> **WHAT YOU HAVE TO DO**: The required answer is the data below, restated word for word with images omitted.

**********

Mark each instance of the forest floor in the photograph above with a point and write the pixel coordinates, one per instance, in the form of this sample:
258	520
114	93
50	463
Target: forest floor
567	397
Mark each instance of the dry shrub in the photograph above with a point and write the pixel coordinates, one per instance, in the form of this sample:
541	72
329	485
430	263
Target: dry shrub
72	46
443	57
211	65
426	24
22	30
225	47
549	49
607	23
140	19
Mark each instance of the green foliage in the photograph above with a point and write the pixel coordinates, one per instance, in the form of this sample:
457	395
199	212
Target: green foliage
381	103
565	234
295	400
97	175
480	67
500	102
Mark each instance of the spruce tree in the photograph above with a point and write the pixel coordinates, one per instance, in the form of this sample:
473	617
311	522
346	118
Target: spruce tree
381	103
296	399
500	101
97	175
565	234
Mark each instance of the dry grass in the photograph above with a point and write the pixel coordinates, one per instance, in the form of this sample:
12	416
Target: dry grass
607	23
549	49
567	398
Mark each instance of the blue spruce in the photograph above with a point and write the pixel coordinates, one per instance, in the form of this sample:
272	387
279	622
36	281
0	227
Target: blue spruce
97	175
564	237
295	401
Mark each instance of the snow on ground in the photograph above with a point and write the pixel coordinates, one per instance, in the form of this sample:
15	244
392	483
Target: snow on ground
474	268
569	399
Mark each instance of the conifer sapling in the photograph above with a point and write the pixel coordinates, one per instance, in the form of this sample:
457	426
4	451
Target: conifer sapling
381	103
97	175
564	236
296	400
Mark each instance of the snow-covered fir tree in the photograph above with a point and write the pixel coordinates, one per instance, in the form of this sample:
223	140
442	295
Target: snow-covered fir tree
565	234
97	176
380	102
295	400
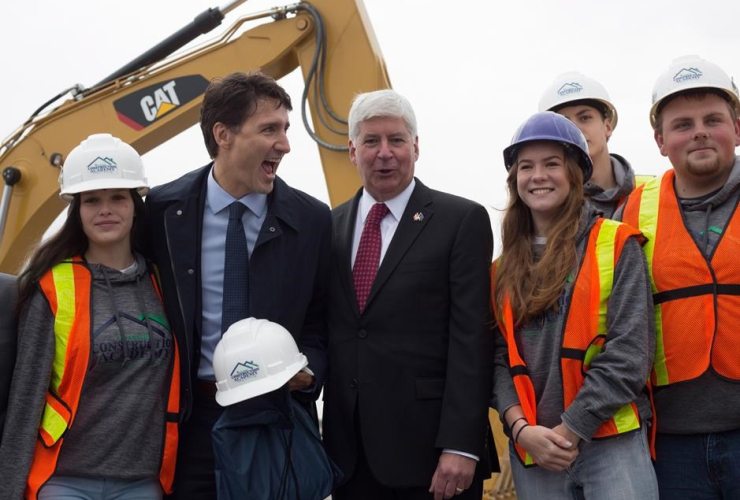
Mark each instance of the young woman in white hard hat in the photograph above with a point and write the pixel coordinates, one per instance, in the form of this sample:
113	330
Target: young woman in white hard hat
585	102
574	343
94	401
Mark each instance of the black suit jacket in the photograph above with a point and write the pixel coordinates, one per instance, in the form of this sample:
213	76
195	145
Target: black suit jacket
288	270
8	340
417	363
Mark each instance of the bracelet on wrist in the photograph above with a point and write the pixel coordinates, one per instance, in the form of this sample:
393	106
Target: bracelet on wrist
516	437
515	421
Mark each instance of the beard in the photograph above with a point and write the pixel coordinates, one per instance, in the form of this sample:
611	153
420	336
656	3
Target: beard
709	167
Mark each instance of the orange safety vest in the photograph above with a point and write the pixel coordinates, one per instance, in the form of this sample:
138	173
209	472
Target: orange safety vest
697	300
585	330
67	288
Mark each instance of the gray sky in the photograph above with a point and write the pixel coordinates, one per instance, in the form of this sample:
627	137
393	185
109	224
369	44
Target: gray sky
473	70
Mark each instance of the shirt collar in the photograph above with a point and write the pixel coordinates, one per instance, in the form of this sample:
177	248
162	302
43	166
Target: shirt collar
219	199
396	206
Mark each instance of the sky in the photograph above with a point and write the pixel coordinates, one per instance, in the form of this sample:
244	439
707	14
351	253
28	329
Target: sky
473	70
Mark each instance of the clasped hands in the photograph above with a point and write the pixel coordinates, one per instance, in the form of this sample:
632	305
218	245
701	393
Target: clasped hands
553	449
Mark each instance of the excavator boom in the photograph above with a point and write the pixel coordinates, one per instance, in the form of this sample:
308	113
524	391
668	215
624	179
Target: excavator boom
330	40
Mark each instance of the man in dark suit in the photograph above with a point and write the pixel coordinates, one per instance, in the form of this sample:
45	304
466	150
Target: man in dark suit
244	119
8	340
410	349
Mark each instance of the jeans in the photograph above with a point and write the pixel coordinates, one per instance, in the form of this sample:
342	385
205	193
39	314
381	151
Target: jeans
617	468
698	466
85	488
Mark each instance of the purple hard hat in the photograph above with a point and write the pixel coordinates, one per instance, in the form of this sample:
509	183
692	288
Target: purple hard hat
549	126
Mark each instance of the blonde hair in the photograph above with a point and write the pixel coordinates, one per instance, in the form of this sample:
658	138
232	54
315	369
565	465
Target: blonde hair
535	287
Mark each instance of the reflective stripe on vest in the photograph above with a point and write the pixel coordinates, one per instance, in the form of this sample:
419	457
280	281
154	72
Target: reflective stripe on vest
584	333
696	300
642	179
67	289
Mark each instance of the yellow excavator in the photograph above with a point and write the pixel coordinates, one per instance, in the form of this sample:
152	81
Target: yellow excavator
158	95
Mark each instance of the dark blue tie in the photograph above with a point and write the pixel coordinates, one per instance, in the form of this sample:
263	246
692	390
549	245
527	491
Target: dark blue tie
236	270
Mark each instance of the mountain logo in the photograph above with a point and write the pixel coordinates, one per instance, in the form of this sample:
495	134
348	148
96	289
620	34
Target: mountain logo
687	74
570	88
102	166
243	371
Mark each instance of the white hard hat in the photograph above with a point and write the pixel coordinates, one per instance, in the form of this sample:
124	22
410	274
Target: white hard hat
691	72
254	357
102	162
575	86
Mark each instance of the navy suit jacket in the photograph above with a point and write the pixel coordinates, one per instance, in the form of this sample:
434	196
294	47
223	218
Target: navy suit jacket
416	366
288	270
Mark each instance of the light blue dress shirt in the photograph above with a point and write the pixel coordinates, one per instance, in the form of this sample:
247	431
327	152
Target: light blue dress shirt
215	223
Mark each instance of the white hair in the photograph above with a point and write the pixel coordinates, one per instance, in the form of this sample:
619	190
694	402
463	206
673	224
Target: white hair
386	102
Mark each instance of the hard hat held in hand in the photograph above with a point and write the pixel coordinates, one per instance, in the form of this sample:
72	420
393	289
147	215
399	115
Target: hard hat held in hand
102	162
254	357
572	87
691	72
549	126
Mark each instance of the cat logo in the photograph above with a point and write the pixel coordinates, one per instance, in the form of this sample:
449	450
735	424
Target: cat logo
146	106
163	101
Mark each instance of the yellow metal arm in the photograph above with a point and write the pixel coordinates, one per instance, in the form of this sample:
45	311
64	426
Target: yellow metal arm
155	103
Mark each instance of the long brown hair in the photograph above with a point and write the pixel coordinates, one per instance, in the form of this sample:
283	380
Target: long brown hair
66	243
534	287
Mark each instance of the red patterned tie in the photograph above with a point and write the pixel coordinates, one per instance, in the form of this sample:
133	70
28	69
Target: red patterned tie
368	254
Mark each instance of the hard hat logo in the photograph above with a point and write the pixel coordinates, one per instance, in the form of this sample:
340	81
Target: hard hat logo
687	74
691	74
570	88
254	357
102	166
91	166
245	370
574	88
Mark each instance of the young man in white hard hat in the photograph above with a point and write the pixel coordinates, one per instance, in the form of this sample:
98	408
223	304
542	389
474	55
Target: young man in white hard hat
690	218
585	102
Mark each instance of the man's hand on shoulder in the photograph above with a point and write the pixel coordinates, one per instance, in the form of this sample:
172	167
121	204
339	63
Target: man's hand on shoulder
301	381
453	472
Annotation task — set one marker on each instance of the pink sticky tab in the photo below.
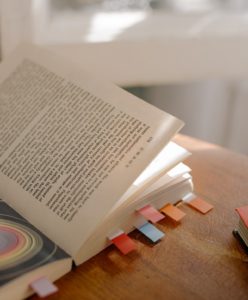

**********

> **RESPONSE TO THE TASK**:
Mark each instance of the forest floor in the photograph above with a point and write the pixel coordinates, one per instance, in the form of this sample:
258	520
114	93
50	463
Target: forest floor
567	397
Mark each instance of the dry shrub in the photograph above with a point and write the pixel coordinates, one per instance, in the form of this sample:
541	72
329	485
430	263
Target: dry shrub
72	46
443	57
211	65
426	24
22	30
225	47
549	49
607	23
140	19
Mark each instance of the green foliage in the photograph above with a point and write the pixel coordinates, one per instance, in the form of this sample:
457	395
199	212
Target: green foliage
381	103
565	234
295	400
97	175
480	67
500	102
Mark each instance of the spruce tree in the photograph above with a point and write the pixel coordinates, one per instance, in the form of this sample:
473	617
311	522
346	118
Target: spruce tree
381	103
296	399
500	101
97	175
565	234
Mark each instance of the dry grass in the photograph above with a point and write the pixel coordinates, one per instance, in the form of this sample:
12	416
Target: dry grass
607	23
549	49
567	398
Mark each instance of the blue spruce in the photograph above with a point and write the pixel coordinates, one per instance, in the form of this sample:
272	387
279	622
36	281
0	227
Target: blue spruce
97	175
564	237
295	401
Mark each instance of the snow on ground in the photograph above with a point and write the pixel coordinates, one per instance, in the form of this sample:
15	244
392	483
Target: snow on ground
474	268
569	399
Mark each instance of the conifer sapling in the photograph above with a point and write the pixel coordinates, one per instance, in the form of this sample:
457	426
4	451
Target: conifer sapling
381	103
97	175
564	236
296	400
Mark each instance of the snow-covered fir tree in the photograph above with a point and write the pixel coordinates, one per instance, in the form of this sample:
223	140
442	295
Target: snow-covered fir tree
565	234
97	176
380	102
295	400
Mark each instance of the young woman in white hard hat in the photograph above with a point and write the pixel coordinates, one per instance, in the form of this sample:
113	330
Target: young woman in white hard hat
585	102
574	343
94	401
Mark each instance of the black suit jacket in the photograph above with a point and write the pixel coordinates, one per instance, in the form of this sample:
213	76
195	145
Target: black suit jacket
288	270
8	340
417	363
Mark each instance of the bracelet on wrist in the photograph above with a point and write the pixel coordinates, one per instance, in the form of this sample:
393	106
Target: bracelet on wrist
516	437
515	421
Mark each instance of the beard in the photograph above with a point and write the pixel coordinates, one per instance, in the form of this sample:
611	153
420	336
656	3
Target: beard
709	167
Mark each instance of the orange safety vest in the photograph above with a point and write the pixel coordinates, one per instance, in the form of this sample:
138	173
209	472
Target: orange safety vest
697	300
585	330
67	288
Mark each instance of the gray sky in the photograph above with a point and write the pixel coordinates, one per instance, in the form of this sample:
627	137
393	185
109	224
369	44
Target: gray sky
473	70
Mark each instance of the shirt collar in the photograph above with a point and write the pixel coordinates, one per instance, in the form of this sample:
177	248
162	302
43	166
Target: shirt collar
219	199
396	206
Mark each instance of the sky in the photograph above with a point and write the pixel coordinates, one per instance, in the form of this sample:
244	439
707	14
351	253
28	329
Target: sky
473	70
Mark each instance of the clasped hands in the photograph above with a point and write the pixel coordinates, one per instance, in the form of this sample:
632	305
218	245
701	393
Target: clasped hands
553	449
Mark each instance of the excavator boom in the photograph above with a point and write the pixel coordinates, one per instance, in the form of this sample:
308	113
524	391
668	215
624	179
Target: excavator boom
330	40
Mark each instance of the man in dark suit in the photograph above with a point and write the pixel coordinates, one per instance, in the form of this sample:
45	304
466	150
Target: man in dark suit
244	119
8	340
410	349
Mark each instance of the jeans in the photograph above with a point and write the pixel coordinates, one per instance, in the form of this sample:
342	385
205	193
39	314
381	151
Target: jeans
617	468
698	466
85	488
Mark each instance of the purple hard hat in the photograph above with a point and write the pixel coordinates, one per instance, in the form of this sample:
509	183
692	288
Target: purple hard hat
549	126
Mark each instance of the blonde hair in the photograph above with a point and write the pixel coordinates, one per instance, in the form of this sample:
658	138
232	54
315	369
565	465
Target: blonde hair
535	287
Mark each instance of the reflective stripe on vest in the photograph above with a point and write the pixel coordinates, one per instance, in the form of this sample:
419	457
280	281
154	72
Target: reflective stripe on vest
584	333
696	300
642	179
67	289
Mark each instance of the yellow excavator in the photograph above with a point and write the pixel coordinates, one per instance, in the form of this sample:
152	81
Target: yellow excavator
158	95
Mark each instance of the dark blue tie in the photograph above with a point and write the pixel coordinates, one per instance, in the form of this sample:
263	246
692	390
549	245
527	491
Target: dark blue tie
236	270
Mark each instance of the mountain logo in the photograph above with a point and write the pixel coordinates, one per instance, in the form of this sample:
495	134
348	148
96	289
620	34
Target: mountain logo
687	74
570	88
102	166
243	371
Mark each instance of the white hard hat in the photograph above with a point and write the pixel coordinates, one per instance, in the form of this sample:
124	22
410	274
Target: white hard hat
691	72
254	357
102	162
575	86
Mark each instance of the navy suit jacket in the photograph above with a point and write the pixel coordinates, one per instance, in the form of this sample:
434	196
294	47
223	218
Target: navy suit jacket
416	366
288	270
Mark each instance of the light blue dress shirt in the photograph above with a point and write the pixel coordinates, one per instance, in the form of this sample:
247	431
327	152
Target: light blue dress shirt
215	223
Mark each instance of the white hair in the photograph above with a point and write the pixel coordinates, one per instance, in the form of this sample:
619	190
694	402
463	206
673	224
Target: white hair
386	102
Mark each instance of the hard hat held in hand in the photograph above with a point and write the pixel coordinates, one per instance, in the form of this sample:
72	420
393	289
147	215
399	115
Target: hard hat held in hand
102	162
254	357
572	87
691	72
549	126
Mark each instance of the cat logo in the photograph above with a point and write the pixel coordinates, one per instance, in the form of this sample:
449	450
735	424
Target: cat logo
146	106
163	101
Mark each instance of the yellow metal arm in the photograph above with a point and write the pixel coordinates, one per instance, in the form of this sample:
45	311
64	426
Target: yellow metal arm
155	103
Mark each instance of the long brown hair in the photograph above with a point and write the pixel coordinates, one per instance, in the form of this sample:
283	380
Target: long brown hair
66	243
534	287
Mark each instance of the red patterned tie in the photograph above with a point and write the pixel coordinates, one per instance, in the form of this sample:
133	70
28	69
Target: red patterned tie
368	254
Mark each instance of the hard hat logo in the photograph above with a point and write the pixel coordinates, one per instance, in the form of this sample:
340	81
Target: hard hat logo
687	74
691	74
570	88
254	357
102	166
91	166
245	370
574	88
Mark each instance of the young man in white hard hat in the photograph above with a point and write the pixel coordinates, one per instance, in the form of this sample:
98	408
223	304
542	389
474	55
Target: young man in white hard hat
690	218
585	102
Mark each instance of the man's hand on shoulder in the photograph above with a point and write the pixel coordinates, one per instance, in the form of this sample:
172	167
121	204
339	63
Target: man's hand on shoulder
301	381
453	472
Annotation task — set one marker on each instance of the pink sticky tab in the photo below.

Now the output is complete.